» **Objective**:
Could you rewrite the records below, starting at the line that contains "the raised hearth" and ending at the line that contains "the dark booth", with "chrome rim" replaced by "silver rim" and everything else left as it is?
— Start —
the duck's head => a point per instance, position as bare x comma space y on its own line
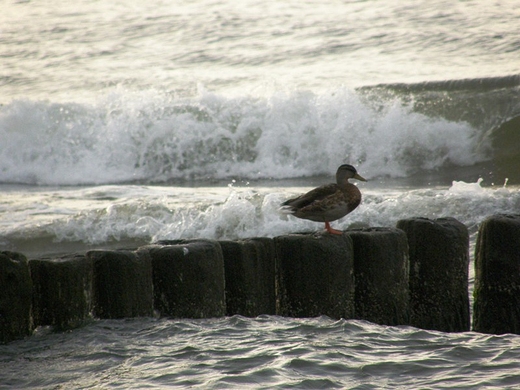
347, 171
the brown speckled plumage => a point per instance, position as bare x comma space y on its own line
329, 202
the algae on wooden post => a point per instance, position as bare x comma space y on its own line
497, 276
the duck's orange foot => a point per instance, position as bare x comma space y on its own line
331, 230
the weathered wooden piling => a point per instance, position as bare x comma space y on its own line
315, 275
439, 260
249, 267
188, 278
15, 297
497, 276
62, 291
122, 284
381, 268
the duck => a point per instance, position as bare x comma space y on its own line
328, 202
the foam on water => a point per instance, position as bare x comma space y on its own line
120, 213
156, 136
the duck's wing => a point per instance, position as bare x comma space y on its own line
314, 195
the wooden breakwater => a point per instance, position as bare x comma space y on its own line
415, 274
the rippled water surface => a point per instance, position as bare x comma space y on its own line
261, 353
— End —
— Start —
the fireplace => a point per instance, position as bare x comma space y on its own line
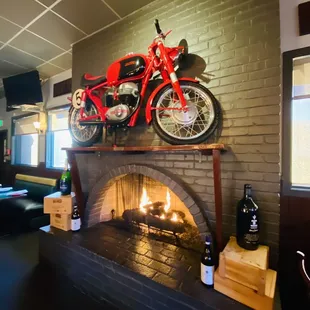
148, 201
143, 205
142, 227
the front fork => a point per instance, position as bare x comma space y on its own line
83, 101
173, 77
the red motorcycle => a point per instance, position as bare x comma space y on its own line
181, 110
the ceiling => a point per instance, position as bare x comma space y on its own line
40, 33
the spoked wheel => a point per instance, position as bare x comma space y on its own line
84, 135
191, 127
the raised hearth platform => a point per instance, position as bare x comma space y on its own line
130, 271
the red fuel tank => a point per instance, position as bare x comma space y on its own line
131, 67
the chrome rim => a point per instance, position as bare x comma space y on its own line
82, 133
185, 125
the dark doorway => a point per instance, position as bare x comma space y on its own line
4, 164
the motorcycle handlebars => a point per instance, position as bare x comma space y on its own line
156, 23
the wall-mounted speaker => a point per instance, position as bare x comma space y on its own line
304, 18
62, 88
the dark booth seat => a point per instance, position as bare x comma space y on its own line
— End —
» **Solution below**:
the raised hearth platform => a point per instance, position as bare x comma space y on its own line
130, 271
the red fuel tank => a point per instance, position as bare x comma space y on its own line
131, 67
the silver rim => a point per instance, position as bare x comma space y on its own line
82, 133
185, 125
the dark doorway => a point per instance, position as bare x comma space y on its own line
4, 164
the motorcycle handlebars => a point per instance, position as bare x comma space y on its own line
156, 23
the wall-mounted speaker => a point per instance, position as bare x comma space y on its own line
304, 18
62, 88
the dark booth seat => a point per instance, position as bare x comma space y on its own line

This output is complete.